Work required => The whole listing is to be transcribed exactly as it stands.
[Opening Working data section]
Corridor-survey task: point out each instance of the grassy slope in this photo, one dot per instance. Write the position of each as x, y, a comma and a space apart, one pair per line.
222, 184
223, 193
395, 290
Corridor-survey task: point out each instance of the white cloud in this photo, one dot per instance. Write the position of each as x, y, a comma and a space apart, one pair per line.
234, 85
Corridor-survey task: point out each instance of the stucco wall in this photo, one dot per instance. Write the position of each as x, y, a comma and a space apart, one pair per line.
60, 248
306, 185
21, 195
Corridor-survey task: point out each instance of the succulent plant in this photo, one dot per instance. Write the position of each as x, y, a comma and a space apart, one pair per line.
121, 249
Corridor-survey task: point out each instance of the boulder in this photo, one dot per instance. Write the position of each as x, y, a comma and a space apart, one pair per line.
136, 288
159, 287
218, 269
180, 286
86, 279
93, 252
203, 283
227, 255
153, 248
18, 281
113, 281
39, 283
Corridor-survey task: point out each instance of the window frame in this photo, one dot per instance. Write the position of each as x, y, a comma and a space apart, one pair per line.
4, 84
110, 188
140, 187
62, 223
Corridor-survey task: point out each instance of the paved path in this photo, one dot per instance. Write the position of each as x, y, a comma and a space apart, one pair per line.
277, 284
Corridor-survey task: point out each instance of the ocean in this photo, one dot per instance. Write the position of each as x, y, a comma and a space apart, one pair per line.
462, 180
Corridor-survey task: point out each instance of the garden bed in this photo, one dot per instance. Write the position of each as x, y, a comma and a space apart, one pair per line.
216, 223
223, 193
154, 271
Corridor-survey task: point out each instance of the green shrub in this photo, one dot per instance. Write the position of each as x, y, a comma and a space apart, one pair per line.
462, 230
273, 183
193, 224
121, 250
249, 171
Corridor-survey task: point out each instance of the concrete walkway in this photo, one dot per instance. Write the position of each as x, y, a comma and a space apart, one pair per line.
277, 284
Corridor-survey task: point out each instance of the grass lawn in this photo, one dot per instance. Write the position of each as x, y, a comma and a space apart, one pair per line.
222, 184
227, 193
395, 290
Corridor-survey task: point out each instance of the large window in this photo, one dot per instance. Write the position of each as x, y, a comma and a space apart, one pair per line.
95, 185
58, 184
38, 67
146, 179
[Closing Working data section]
Result of the task =>
Corridor-survey task: point out each instance of the grassy slope in this photo, one dot per instance. Write the position of each as x, y, a comma and a space apart, one pair per line.
222, 184
223, 193
395, 290
Corridor-survey task: point out each instance of the white cloud in this photo, one dot per instance. Write the position of each as x, y, a comma and a space apart, one pair per line.
234, 85
Corridor-survey task: point out each instance of the stucco wall in this photo, one dot per instance. Write the position of each as x, y, a comma and a space apart, one pair per line.
60, 248
306, 185
21, 195
Corridor-survey task: point out each instance of the succulent plant in this photo, one dot per instance. Write the position of each as x, y, a comma and a space apart, one pair per line.
121, 249
Corridor-survey task: point out each instance of the boulder in this photo, one dot per instance. Write the position of each as x, y, a comma and a space apart, one pair per line.
136, 288
159, 287
218, 269
180, 286
86, 279
93, 252
203, 283
227, 255
153, 248
18, 281
113, 281
39, 283
Corridor-survey task: point out each instance of the window frame in this photo, one dot per instance. Write the position of each as x, y, a comma and a space apart, one pair per line.
4, 84
110, 188
140, 187
62, 223
Corridor-survey task: point out each instance of the paved path in this photo, one dot per instance. Write the position of each as x, y, a comma and a space apart, one pair per line.
277, 284
Corridor-survey task: point out each instance of the ocean in this photo, one dot per instance. Write the position of each as x, y, a comma and a space apart, one pair per line.
462, 180
Corridor-survey task: point out each instance of the garden bed in this photo, one dot per instance. Write the position of each as x, y, a comma and a space apart, one pair per line.
216, 223
223, 193
154, 271
Corridor-survey task: point out each instance of the green shrub in this photo, one dot per instance. Write the position of each as x, y, a comma and a space apart, one pair per line.
462, 230
273, 183
193, 224
121, 250
249, 171
Corridor-survey task: point out each instance of the concrete walkway in this photo, one dot per instance. Write the position of each as x, y, a comma and a space apart, one pair per line.
277, 284
Corridor-survey task: point out each instance of the grass lawn in this photo, one dot per instance. Write the position of each as x, y, a comma and a space apart, one pair per line.
222, 184
227, 193
395, 290
Corridor-survey task: point out each instance of the large window in this photo, one dot per instance. Write the position of each as x, y, a comma and a space apart, one pair per line.
95, 185
58, 184
38, 67
146, 179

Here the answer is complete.